**** Information provided

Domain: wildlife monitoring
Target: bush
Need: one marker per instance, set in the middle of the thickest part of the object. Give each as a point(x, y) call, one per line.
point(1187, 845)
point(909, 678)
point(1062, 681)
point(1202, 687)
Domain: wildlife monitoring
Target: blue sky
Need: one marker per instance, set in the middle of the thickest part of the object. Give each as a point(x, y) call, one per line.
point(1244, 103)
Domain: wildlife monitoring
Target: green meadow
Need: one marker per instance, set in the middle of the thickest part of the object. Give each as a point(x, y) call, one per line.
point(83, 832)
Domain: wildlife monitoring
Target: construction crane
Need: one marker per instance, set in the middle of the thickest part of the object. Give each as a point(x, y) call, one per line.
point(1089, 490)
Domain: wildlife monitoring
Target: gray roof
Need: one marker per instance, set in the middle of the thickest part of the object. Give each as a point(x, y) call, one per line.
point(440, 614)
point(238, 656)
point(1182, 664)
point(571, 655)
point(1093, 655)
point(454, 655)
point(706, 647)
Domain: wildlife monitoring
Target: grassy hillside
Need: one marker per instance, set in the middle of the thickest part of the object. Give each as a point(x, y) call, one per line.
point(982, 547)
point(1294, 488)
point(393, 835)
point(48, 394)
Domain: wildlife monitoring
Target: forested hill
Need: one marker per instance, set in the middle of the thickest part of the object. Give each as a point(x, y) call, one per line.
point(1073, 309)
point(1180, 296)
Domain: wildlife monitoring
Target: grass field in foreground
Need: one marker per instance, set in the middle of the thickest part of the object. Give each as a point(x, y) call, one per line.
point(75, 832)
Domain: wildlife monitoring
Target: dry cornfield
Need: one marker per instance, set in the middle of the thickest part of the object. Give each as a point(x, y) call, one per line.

********

Task statement: Copy exactly. Start at the line containing "Target: dry cornfield" and continue through the last line of the records.

Result for this exercise:
Target: dry cornfield
Need: one marker per instance, set in the middle of the thickest part of the object. Give each as a point(x, y) call, one per line.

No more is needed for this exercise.